Records to use:
══════════
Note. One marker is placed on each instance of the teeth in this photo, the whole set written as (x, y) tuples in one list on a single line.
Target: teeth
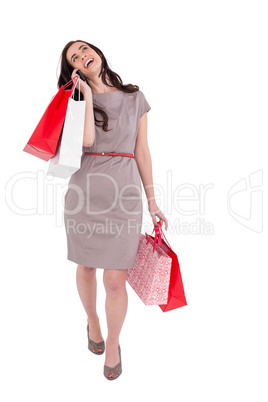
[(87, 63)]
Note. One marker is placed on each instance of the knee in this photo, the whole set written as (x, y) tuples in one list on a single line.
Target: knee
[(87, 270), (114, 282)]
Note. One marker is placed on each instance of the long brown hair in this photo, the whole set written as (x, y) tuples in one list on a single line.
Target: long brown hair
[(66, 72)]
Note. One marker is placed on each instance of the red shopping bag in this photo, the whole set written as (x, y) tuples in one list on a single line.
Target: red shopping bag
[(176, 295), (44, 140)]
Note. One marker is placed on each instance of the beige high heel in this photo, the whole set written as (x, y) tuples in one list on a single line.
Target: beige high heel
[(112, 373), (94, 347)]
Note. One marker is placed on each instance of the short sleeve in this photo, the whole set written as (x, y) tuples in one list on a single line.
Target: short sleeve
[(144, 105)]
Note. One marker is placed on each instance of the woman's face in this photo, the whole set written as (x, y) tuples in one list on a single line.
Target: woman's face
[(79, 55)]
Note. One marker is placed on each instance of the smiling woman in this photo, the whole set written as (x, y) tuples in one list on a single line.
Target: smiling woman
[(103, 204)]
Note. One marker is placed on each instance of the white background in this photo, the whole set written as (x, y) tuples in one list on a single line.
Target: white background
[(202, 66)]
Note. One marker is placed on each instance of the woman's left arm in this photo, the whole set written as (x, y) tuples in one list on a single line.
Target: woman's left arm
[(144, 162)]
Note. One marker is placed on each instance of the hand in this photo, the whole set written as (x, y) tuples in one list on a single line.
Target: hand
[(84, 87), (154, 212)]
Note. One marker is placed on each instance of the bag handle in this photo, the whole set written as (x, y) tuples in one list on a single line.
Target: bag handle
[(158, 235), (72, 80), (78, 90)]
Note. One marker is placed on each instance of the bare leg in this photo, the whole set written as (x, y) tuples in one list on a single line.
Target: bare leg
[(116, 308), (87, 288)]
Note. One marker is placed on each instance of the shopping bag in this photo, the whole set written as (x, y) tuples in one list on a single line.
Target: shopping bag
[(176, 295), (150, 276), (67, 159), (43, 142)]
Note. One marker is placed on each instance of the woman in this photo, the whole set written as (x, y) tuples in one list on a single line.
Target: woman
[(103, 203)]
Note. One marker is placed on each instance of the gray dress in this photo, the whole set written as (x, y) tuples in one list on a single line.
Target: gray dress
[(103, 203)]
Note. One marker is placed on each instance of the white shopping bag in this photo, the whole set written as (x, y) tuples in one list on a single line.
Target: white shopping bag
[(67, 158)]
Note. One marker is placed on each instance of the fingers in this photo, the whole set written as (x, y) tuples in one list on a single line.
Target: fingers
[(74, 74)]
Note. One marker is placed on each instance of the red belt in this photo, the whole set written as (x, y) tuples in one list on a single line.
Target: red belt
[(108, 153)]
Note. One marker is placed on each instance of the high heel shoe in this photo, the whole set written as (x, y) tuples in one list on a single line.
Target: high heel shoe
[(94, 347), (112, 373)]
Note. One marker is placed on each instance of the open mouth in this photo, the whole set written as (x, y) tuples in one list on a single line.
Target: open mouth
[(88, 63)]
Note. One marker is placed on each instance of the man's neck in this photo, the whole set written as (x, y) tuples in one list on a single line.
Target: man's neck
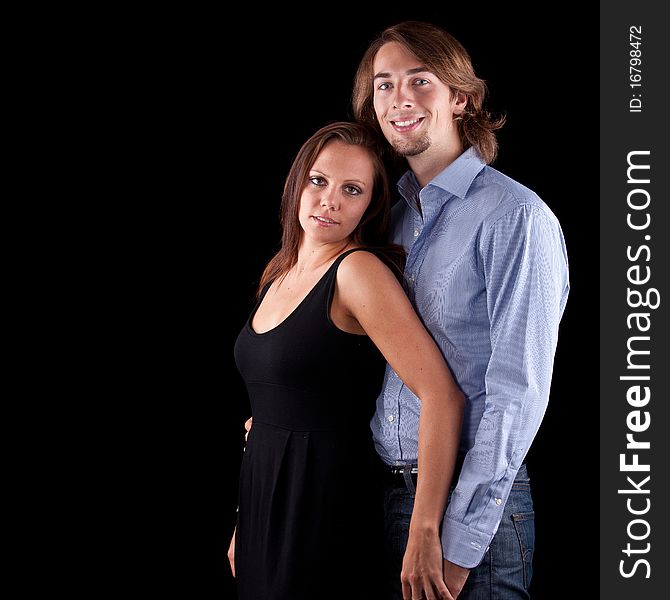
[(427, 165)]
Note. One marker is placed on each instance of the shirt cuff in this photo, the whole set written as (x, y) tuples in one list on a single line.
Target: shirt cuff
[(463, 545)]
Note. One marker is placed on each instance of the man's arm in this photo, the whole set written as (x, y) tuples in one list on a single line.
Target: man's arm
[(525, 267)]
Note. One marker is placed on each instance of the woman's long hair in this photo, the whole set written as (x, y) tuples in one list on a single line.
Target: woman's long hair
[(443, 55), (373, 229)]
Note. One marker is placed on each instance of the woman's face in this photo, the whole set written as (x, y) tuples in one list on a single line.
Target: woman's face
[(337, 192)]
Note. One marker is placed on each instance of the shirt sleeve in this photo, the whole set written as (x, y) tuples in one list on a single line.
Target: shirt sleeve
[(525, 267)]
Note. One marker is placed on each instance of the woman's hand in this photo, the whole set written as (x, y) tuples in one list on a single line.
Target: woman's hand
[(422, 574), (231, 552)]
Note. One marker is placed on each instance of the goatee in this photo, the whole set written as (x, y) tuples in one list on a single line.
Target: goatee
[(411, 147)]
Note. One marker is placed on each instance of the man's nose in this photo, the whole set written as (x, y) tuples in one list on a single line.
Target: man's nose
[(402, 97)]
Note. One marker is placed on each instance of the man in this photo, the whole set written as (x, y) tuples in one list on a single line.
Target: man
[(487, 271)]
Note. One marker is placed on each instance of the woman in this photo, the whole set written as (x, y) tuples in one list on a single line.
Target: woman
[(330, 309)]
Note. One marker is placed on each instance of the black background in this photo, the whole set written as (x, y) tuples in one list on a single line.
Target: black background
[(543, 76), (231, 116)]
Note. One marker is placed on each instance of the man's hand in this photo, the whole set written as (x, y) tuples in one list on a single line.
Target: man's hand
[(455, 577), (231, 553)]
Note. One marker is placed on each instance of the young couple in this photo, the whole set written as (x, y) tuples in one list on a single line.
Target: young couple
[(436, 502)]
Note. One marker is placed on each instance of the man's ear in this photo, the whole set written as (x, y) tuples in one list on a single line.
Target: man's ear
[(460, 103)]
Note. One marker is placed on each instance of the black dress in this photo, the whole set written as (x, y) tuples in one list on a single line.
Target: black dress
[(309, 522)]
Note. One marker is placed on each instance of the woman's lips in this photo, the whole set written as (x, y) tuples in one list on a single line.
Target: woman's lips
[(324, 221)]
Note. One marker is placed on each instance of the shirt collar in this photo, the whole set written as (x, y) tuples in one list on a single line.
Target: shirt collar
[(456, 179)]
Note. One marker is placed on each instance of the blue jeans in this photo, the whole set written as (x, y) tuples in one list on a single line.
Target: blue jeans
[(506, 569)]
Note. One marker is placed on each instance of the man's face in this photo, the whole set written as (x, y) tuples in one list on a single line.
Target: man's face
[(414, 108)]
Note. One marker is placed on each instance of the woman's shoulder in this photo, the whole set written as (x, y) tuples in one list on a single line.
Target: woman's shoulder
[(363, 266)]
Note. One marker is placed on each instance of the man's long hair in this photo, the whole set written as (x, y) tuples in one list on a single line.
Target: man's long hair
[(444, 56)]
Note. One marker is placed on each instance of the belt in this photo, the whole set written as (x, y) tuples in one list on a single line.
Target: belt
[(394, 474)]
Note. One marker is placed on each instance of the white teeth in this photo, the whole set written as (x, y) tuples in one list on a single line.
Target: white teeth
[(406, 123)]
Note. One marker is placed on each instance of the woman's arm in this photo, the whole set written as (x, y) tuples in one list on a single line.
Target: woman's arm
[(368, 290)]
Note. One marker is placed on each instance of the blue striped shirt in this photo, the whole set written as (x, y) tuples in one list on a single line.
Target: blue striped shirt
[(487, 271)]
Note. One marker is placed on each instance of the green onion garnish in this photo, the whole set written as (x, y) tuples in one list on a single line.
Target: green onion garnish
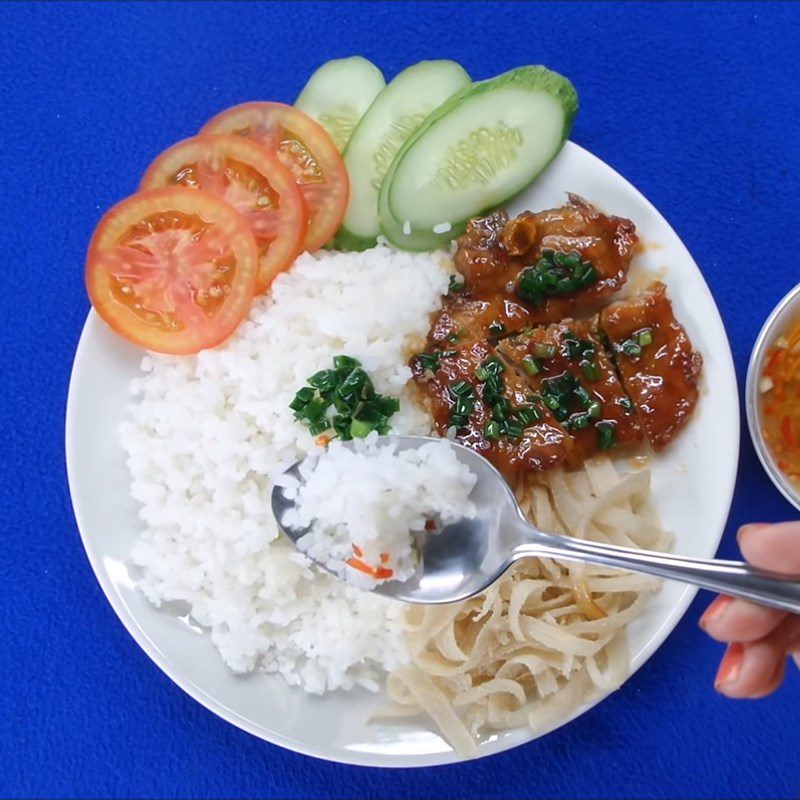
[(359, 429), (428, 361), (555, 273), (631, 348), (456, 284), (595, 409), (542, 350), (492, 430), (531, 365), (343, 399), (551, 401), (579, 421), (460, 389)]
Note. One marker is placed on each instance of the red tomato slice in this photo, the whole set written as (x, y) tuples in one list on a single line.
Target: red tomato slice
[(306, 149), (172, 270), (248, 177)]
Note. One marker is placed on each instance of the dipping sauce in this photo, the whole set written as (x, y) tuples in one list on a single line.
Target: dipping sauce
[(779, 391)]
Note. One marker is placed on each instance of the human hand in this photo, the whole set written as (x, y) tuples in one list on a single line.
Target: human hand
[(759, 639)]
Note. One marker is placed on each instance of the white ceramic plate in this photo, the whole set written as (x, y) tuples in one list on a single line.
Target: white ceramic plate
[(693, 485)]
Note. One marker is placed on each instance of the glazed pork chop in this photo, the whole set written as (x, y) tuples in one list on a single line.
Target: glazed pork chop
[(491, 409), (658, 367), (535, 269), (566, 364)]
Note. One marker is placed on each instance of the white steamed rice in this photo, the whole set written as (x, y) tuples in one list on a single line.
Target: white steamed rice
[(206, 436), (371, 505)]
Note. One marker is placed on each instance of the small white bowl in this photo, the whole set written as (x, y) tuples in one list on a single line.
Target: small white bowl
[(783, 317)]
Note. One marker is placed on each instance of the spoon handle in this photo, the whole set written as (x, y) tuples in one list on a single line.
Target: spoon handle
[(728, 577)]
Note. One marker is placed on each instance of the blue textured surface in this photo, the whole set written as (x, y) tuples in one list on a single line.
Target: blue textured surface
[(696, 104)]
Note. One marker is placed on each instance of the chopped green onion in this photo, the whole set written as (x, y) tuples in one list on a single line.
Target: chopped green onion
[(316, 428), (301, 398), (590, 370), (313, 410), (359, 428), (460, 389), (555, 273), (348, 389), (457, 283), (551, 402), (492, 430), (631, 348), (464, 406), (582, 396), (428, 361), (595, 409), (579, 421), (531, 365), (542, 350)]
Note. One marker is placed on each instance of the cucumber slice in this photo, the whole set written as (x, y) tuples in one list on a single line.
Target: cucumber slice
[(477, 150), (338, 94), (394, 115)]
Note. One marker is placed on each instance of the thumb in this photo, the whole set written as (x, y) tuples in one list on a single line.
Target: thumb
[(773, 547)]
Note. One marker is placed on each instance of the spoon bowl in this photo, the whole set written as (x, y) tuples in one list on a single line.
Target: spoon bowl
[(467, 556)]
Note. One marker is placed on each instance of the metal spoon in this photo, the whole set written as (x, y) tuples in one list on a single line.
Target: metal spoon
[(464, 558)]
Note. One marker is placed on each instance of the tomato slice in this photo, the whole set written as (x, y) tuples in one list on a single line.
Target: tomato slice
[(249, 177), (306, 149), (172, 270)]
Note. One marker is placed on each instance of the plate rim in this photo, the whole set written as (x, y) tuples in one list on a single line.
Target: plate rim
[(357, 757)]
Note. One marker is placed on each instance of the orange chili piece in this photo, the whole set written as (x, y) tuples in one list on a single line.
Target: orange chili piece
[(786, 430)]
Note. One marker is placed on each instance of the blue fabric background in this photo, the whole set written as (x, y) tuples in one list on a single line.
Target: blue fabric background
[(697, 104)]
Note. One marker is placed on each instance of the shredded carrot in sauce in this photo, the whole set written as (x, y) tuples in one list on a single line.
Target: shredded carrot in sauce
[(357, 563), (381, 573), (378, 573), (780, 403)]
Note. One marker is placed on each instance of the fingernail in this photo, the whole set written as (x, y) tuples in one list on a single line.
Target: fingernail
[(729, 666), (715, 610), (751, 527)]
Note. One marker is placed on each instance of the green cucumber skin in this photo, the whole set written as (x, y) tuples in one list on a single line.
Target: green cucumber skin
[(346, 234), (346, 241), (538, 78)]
══════════
Write the lines out verbatim, from the one with "Note. One marker is placed on each instance of the tomato" through the last line of the entries, and stop there.

The answer:
Note. One marker is placed on each instance of the tomato slice in this photo, the whole set written as (x, y) tuples in one list on a single line.
Target: tomato slice
[(249, 177), (306, 149), (172, 270)]
Note. One marker is placed on each instance of the plate rim in this photo, the whole set written as (x, y) tuples in one list on a single line.
Target: plate rim
[(357, 757)]
Note. One marker is placed on each instance of the orange chili piece in this photo, the whole set written as (x, y) tuples in one list on a single line.
Target: orange chili piece
[(786, 430)]
Note. One marker is placed on each instance of the blue fabric background in this photo, the whole set written as (x, y) tuples in one list on a single line.
Target: blue fabric background
[(697, 104)]
Note. One marker is placed on each instance of the shredded carrot in sauce in this photo, the whole set written as (x, y) tuples in one list on a single line.
Target: shredded carrot in sauce
[(357, 563), (381, 573), (378, 573), (780, 403)]
Note. One marker is placed on each instance of the fingernail in this photo, the whole set written as (x, y) tuples in one list on a single line.
Target: fingernail
[(729, 666), (715, 610), (751, 527)]
Note. One marker is placed on each instance of the green cucumber skin in this photo, the whole set written as (x, y) tuples in one list on a single line.
Target: green cucumber skin
[(346, 234), (346, 241), (538, 78)]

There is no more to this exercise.